▸ **Source document**
Presenting FracPack - A Better Zero-copy Binary Serialization Format for C++ and Rust

in #bloglast year (edited)


image.png

FracPack is a zero-copy, fast, secure, future-proof, backward-compatible, and cryptography friendly data format that requires no code generation or schema files. There is currently native support in Rust and C++ and support for other languages could easily be developed. The Rust FracPack library is a single file that is less than 900 lines long.

The following table compares FracPack to other well known libraries and formats.

FormatZero CopyCode GenSafeForwardCanonLang
FracPackYESNOYESYESYESC++/Rust
Protocol BuffersNOYESYESYESNOMost
Cap'n'ProtoYESYESNONOYESC++
FlatBuffersYESYESNOYESNOMany
MessagePackNONOOPTNONOMost
JSONNONOYESYESNOMost
EOS/HIVENONOYESNOYESC++

Zero copy means that you can access any property in the encoded data structure without having to perform a linear scan of the entire buffer. This eliminates the need for many slow memory allocations and protects you from memory explosion attacks.

Code Gen means that a utility is required that transforms a schema file into code that must be compiled into your program.

Safe means that with a bug free implementation, your program can parse data produced from untrusted sources without risking memory explosion or invalid data accesses.

Forward (as in forward-compatible) means old programs can read data from new programs even if they don't understand how to read all the new fields.

Canon (as in Canonical) means there is a standardized way to serialize the datastructure such that it is reproducible across implementations and will survive an unpack/pack round trip. This is critical if you want the cryptographic hash of an object to be reproducible for the purposes of signature verification.

For FracPack, the canonical representation is limited to situations where all fields are understood. When operating in forward-comaptible mode, e.g. old software reading data produced from new software, a round-trip will prune the unknown data. When operating in backward-compatible mode, the data will still round trip because the canonical representation excludes all empty optional values. Even this limited forward-comaptiblity quirk is largely mitigated by the zero-copy feature because old code can still perform a hash of the buffer and avoid any need to do a round-trip.

▸ **The request**
Rewrite the FracPack post from "Presenting FracPack - A" through "900 lines long.", substituting "Zig" for every "Rust".

▸ **Records**
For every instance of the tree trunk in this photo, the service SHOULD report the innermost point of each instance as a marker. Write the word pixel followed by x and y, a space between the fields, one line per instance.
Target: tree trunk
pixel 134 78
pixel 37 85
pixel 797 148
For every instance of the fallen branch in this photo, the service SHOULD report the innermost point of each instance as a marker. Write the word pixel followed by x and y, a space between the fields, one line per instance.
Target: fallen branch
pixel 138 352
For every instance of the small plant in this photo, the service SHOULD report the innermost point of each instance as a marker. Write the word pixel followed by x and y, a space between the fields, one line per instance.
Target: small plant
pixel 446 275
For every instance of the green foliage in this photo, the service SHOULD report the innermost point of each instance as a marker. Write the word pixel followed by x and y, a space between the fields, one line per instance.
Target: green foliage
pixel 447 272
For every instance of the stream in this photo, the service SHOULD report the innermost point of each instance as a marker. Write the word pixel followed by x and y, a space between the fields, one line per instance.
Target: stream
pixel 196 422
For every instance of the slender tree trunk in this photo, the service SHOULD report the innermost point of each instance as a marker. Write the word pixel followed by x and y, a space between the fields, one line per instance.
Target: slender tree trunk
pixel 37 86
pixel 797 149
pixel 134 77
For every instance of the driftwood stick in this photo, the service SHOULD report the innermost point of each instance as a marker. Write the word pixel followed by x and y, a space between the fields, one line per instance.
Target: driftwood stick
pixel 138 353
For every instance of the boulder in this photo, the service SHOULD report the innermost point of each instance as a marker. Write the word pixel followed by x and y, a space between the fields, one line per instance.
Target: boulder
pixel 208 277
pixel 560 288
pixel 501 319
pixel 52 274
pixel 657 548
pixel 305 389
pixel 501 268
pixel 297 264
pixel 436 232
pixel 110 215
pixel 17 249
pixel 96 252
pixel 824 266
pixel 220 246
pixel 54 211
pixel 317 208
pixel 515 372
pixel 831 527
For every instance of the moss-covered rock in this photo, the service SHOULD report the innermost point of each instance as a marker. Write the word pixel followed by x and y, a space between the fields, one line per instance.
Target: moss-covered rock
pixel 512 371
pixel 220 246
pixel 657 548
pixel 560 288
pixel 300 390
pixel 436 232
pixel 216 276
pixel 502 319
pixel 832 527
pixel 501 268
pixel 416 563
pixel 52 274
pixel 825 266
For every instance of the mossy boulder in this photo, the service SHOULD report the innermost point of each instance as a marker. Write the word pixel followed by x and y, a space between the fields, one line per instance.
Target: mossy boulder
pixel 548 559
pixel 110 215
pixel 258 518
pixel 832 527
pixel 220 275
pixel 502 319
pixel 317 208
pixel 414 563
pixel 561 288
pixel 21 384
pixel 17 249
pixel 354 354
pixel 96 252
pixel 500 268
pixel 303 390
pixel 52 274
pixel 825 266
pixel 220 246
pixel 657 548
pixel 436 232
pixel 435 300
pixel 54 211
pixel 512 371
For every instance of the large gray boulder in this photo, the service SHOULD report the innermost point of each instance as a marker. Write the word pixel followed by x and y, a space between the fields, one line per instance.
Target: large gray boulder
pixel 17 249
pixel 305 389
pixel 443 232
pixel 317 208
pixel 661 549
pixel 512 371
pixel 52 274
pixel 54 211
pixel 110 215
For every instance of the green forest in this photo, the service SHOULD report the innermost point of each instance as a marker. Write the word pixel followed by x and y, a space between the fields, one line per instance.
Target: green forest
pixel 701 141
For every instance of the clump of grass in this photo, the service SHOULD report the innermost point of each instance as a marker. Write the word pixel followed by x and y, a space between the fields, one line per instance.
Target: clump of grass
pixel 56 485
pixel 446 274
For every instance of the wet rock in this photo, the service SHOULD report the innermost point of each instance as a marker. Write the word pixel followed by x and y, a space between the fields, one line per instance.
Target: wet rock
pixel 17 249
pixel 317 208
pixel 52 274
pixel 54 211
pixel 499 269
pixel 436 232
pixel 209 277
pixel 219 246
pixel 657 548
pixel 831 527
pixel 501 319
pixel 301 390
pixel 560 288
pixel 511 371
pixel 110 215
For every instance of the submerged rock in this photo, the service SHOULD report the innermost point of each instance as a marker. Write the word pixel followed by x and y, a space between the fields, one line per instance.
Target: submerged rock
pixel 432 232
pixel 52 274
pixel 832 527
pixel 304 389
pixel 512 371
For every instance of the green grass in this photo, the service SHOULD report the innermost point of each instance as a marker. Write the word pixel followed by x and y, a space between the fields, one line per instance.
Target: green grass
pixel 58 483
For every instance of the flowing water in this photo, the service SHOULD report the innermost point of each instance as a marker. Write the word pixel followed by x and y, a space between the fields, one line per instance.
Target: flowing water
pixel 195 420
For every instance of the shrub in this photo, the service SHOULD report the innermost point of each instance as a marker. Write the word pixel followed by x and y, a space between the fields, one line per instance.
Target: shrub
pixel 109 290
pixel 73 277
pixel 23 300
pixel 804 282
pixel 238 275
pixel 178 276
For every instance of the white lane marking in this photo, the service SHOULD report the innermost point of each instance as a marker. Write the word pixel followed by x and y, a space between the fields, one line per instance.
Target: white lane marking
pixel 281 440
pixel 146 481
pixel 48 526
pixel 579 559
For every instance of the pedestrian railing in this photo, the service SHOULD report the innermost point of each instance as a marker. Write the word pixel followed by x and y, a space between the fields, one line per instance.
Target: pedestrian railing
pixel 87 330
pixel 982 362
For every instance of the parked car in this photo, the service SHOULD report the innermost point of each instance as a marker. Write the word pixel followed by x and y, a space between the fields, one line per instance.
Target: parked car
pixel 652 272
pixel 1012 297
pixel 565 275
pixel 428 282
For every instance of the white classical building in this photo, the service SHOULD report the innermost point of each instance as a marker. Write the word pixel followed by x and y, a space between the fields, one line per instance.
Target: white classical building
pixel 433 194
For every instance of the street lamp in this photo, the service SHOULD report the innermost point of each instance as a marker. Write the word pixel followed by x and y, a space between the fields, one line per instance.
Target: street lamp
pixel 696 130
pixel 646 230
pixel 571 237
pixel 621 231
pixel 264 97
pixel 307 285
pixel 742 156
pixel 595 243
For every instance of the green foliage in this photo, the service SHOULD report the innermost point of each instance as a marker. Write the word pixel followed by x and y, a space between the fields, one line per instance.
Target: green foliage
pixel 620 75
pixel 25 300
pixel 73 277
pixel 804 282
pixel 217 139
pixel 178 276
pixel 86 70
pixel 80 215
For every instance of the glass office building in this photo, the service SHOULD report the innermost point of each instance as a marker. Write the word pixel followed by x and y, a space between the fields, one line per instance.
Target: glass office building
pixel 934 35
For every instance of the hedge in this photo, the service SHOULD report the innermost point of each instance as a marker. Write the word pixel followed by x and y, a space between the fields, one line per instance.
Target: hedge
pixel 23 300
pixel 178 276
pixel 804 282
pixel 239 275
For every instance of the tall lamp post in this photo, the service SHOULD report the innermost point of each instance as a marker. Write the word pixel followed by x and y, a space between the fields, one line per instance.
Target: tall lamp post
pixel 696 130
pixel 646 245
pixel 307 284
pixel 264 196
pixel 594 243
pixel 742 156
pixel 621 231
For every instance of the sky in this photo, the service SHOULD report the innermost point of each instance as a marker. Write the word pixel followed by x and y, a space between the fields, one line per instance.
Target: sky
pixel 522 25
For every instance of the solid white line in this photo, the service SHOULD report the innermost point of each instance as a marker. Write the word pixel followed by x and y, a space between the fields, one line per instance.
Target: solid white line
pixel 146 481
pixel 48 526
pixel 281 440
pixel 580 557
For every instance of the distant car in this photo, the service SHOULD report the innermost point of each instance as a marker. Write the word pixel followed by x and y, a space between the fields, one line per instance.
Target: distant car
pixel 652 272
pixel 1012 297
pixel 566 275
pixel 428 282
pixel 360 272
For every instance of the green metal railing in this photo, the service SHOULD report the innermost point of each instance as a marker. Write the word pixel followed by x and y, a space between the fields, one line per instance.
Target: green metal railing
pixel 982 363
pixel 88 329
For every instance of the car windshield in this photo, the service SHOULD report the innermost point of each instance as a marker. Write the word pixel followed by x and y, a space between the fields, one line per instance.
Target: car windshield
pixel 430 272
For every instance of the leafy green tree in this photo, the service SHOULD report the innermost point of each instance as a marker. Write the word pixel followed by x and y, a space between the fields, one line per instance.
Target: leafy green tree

▸ **Output for this exercise**
Presenting FracPack - A Better Zero-copy Binary Serialization Format for C++ and Zig

in #bloglast year (edited)


image.png

FracPack is a zero-copy, fast, secure, future-proof, backward-compatible, and cryptography friendly data format that requires no code generation or schema files. There is currently native support in Zig and C++ and support for other languages could easily be developed. The Zig FracPack library is a single file that is less than 900 lines long.